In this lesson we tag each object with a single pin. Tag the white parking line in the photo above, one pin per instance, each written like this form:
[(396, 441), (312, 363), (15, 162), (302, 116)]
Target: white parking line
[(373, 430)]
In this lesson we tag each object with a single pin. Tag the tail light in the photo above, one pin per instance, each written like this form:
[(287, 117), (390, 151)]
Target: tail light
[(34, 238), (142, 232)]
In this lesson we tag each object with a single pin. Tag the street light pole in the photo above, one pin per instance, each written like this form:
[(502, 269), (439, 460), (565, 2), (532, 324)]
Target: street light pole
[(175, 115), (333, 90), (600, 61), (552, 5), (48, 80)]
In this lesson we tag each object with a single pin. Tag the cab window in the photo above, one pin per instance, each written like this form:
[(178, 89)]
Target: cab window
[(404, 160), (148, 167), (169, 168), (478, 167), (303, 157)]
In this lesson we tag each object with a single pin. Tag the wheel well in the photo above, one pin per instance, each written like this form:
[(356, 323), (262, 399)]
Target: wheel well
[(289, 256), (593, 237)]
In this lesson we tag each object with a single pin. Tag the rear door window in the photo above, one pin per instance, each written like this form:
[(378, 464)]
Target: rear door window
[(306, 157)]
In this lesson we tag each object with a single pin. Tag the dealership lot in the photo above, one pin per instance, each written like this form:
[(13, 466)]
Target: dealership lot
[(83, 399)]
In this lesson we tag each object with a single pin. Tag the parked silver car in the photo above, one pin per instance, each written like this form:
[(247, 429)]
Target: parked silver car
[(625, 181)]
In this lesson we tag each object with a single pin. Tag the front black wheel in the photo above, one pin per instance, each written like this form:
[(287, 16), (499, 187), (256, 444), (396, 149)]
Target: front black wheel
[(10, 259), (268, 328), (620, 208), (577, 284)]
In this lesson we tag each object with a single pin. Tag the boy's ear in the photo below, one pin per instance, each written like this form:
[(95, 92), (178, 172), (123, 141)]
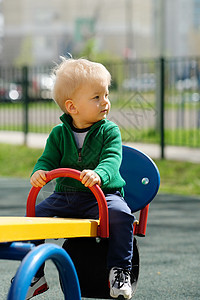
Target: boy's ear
[(70, 107)]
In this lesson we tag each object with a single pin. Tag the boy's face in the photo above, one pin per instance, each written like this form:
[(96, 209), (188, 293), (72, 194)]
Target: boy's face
[(92, 104)]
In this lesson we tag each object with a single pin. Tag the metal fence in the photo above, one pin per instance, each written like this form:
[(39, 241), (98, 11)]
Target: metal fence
[(153, 101)]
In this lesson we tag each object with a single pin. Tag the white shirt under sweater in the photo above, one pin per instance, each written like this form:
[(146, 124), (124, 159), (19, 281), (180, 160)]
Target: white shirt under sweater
[(79, 135)]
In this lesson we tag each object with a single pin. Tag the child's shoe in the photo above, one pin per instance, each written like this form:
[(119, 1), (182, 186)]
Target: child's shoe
[(38, 286), (120, 283)]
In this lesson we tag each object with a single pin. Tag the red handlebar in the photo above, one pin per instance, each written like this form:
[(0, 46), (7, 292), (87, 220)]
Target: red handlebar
[(103, 230)]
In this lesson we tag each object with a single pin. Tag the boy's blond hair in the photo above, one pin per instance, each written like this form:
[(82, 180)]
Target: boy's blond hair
[(71, 74)]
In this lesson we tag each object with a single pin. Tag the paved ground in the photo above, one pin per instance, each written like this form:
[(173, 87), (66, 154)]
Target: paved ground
[(169, 254)]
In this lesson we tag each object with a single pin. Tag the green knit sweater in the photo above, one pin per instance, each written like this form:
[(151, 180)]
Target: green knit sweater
[(101, 152)]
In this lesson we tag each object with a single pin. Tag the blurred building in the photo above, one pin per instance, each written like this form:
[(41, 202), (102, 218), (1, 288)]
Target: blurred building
[(39, 31)]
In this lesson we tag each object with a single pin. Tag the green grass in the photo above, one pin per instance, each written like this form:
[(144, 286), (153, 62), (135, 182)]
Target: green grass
[(176, 177)]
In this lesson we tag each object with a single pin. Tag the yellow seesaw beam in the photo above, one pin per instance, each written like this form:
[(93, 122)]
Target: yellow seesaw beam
[(27, 228)]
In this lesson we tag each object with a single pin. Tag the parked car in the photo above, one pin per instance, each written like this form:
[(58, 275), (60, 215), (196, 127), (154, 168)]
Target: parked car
[(10, 91)]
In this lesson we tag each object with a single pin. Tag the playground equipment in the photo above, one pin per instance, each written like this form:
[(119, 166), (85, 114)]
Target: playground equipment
[(87, 241)]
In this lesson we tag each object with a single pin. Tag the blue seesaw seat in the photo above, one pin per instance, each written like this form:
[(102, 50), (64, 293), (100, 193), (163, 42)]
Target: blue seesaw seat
[(89, 257)]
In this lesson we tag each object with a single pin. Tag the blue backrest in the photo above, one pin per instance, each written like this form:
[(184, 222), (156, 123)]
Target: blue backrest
[(142, 178)]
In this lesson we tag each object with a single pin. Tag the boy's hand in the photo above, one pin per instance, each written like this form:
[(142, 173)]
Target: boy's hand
[(90, 178), (38, 179)]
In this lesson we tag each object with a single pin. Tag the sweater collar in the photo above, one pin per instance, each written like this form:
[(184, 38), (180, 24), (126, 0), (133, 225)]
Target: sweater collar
[(67, 119)]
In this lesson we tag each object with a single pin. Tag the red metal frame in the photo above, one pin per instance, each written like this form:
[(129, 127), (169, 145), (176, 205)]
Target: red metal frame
[(103, 229)]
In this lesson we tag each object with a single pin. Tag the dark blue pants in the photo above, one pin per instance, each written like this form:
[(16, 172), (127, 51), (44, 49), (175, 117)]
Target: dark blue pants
[(84, 205)]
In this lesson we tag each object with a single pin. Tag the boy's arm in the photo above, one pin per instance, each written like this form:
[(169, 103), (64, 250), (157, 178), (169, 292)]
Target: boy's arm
[(50, 159), (111, 156)]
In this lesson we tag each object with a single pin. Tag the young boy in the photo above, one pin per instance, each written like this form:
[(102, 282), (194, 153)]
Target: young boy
[(88, 142)]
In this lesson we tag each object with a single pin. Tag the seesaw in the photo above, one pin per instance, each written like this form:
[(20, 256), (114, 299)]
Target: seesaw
[(88, 255)]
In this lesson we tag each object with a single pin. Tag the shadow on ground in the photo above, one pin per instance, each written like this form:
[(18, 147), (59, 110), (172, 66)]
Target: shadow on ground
[(169, 254)]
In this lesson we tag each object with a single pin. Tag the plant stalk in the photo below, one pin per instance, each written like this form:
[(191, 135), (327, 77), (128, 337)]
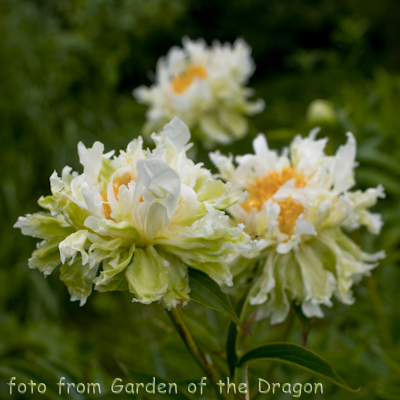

* [EXERCISE OBJECTIVE]: Update all of the records above by replacing "single pin" with "single marker", leaving every other part unchanged. Omit the pictures from your answer.

* [EXERCISE SOLUTION]:
In this lesson we tag each object with a single marker. Tag the white parking line in the photo above, one pin per instance, each written like this form:
[(396, 441), (312, 363), (15, 162), (302, 116)]
Target: white parking line
[(373, 430)]
In this lesson we tag each object with a single marker. Tag the tail light in the photo above, one pin per instance, each written like this form:
[(287, 117), (390, 151)]
Target: tail light
[(34, 238), (142, 232)]
In this lesson we tag each object with a single marker. Tag the street light pole in the photo above, one pin per instance, each written like this form:
[(502, 269), (439, 460), (565, 2), (532, 324)]
Target: street light pole
[(175, 115), (333, 90), (600, 61), (552, 5), (48, 80)]
In this lesson we tag each object with a single marker. Tag the cab window in the photo above, one pin per instance, each written like this form:
[(178, 89)]
Target: cab window
[(404, 160), (148, 167), (169, 168), (478, 167), (303, 157)]
In this lesson we tag each object with a single marker. Tag the wheel well in the photo above, one pin per instance, each written like this form:
[(356, 323), (262, 399)]
Target: wheel well
[(289, 256), (593, 237)]
In this lesson we tag each object with a single marker. Tag the rear door window in the photo above, one pin per instance, each written like this form:
[(378, 464)]
Target: rear door window
[(306, 157)]
In this lesson we tag each object with a single marker. Tag the dealership lot in the photo above, one pin per instance, each written like this form:
[(13, 466)]
Target: dealership lot
[(83, 399)]
In this lesson we tag each object with a single marker. Tag the parked silver car in the photo above, one pin per instance, each written like this form:
[(247, 429)]
Target: parked silver car
[(625, 181)]
In this lesson we tag each object with a single marker. Tag the front black wheel in the photo above, one pin per instance, each written like this form:
[(287, 16), (499, 187), (256, 444), (396, 149)]
Target: front black wheel
[(10, 259), (268, 328), (620, 208), (577, 284)]
In this lesson we tag each object with a single marker. Tag the boy's ear in the photo below, one pin per instance, each written like this form:
[(95, 92), (178, 172), (123, 141)]
Target: boy's ear
[(70, 107)]
In this lesson we tag each object with a single marker. Tag the boy's face in the photo above, one pin per instance, each written like this form:
[(96, 209), (188, 293), (72, 194)]
Target: boy's face
[(92, 104)]
In this lesson we tag each object with a single marker. Tag the metal fence in the photo above, one pin per instance, each written like this form:
[(39, 241), (98, 11)]
Target: metal fence
[(153, 101)]
In this lesson we tag each object with a single marker. Tag the white shirt under sweater in the photo above, one pin per instance, each written like this form:
[(146, 124), (124, 159), (19, 281), (180, 160)]
Target: white shirt under sweater
[(79, 135)]
In this lesson we tag each object with a single marker. Tag the child's shoe in the photo above, one pin per instance, each written like this form:
[(119, 1), (182, 186)]
Target: child's shoe
[(38, 286), (120, 283)]
In this lesson we tag each object with a single marker. Tag the red handlebar in the photo above, one pin per instance, each written like this form:
[(0, 46), (7, 292), (87, 220)]
Target: red handlebar
[(103, 230)]
In this lesson we tag each object with a single marker. Tag the boy's blond hair in the photo above, one pin per instance, each written like this form:
[(82, 180)]
Target: boy's blond hair
[(71, 74)]
In this lesson we tag each object with a single marker. Tag the paved ground in the photo above, one pin per instance, each written like this form:
[(173, 87), (66, 154)]
Target: paved ground
[(169, 254)]
In this lesson we tag each object with a single marker. Tag the green knit sweater in the photo above, one pin per instance, each written like this form:
[(151, 180)]
Target: green knit sweater
[(101, 152)]
In this lesson we tag each object with a single marker. Tag the blurred building in the photo above, one pin per instance, each written like this form:
[(41, 202), (102, 218), (1, 288)]
Target: blurred building
[(39, 31)]
In this lesson we tag each object with a single marker. Tag the green grass in the photo above, one pin per instance, each written like this form:
[(144, 286), (153, 62), (135, 182)]
Target: green grass
[(176, 177)]
In this lesson we tag each object with a single marker. Tag the yellow seesaw beam in the photo above, one pin per instance, each written like this form:
[(93, 122)]
Target: yellow seesaw beam
[(27, 228)]
In this lesson we tag each object with a single marker. Tag the parked car in the photo above, one pin per instance, each written like this form:
[(58, 275), (60, 215), (196, 127), (154, 168)]
Target: parked car
[(10, 91)]
In this lesson we tag each object with a single marker. Tag the playground equipment in the photo above, one pin per instance, each written like this form:
[(119, 166), (85, 114)]
Target: playground equipment
[(87, 241)]
In this lesson we tag each object with a single marker. Tag the blue seesaw seat in the photo above, one pin per instance, each written like this form:
[(102, 50), (64, 293), (100, 193), (163, 42)]
Target: blue seesaw seat
[(89, 257)]
In this lesson we tag each object with a single marker. Tag the blue backrest in the photo above, one pin per instance, each written like this form:
[(184, 222), (156, 123)]
Target: blue backrest
[(142, 178)]
In this lesson we tag each object with a single marker. Tag the boy's hand in the photo above, one pin per instance, each written like this form:
[(142, 173)]
Target: boy's hand
[(90, 178), (38, 179)]
In this lesson we tag each object with a single marker. Tag the sweater collar in the photo above, one pin per instance, each written like this form:
[(184, 38), (180, 24), (126, 0), (133, 225)]
Target: sweater collar
[(67, 119)]
In this lesson we tag each object with a single marker. Tag the red metal frame in the photo above, one pin per instance, each written like this form:
[(129, 127), (169, 145), (176, 205)]
Target: red metal frame
[(103, 229)]
In this lesson we tag each object with a single marker. Tag the dark blue pants in the photo above, one pin per instance, each written like this form:
[(16, 172), (127, 51), (44, 49), (175, 117)]
Target: dark blue pants
[(84, 205)]
In this lesson we tag each object with a single marker. Tag the boy's arm in the photo above, one pin per instance, each written like this form:
[(169, 103), (64, 250), (157, 178), (169, 292)]
Target: boy's arm
[(50, 159), (111, 156)]
In this lesson we tag each object with a single marker. Tag the young boy in the photo above, one pin per instance, each written like this form:
[(102, 282), (194, 153)]
Target: young boy
[(88, 142)]
In this lesson we tag each object with a single marker. Tag the seesaw in the photo above, one pin per instance, each written like this form:
[(20, 256), (114, 299)]
Target: seesaw
[(88, 255)]
In this lesson we tag each object with a single marker. Tag the shadow on ground in the photo above, one pin per instance, each written like this form:
[(18, 147), (59, 110), (172, 66)]
Target: shadow on ground
[(169, 254)]
In this lesson we tag each object with a single marker. Tag the plant stalk in the photo below, one pin per instance, each written like this form:
[(191, 135), (327, 77), (128, 337)]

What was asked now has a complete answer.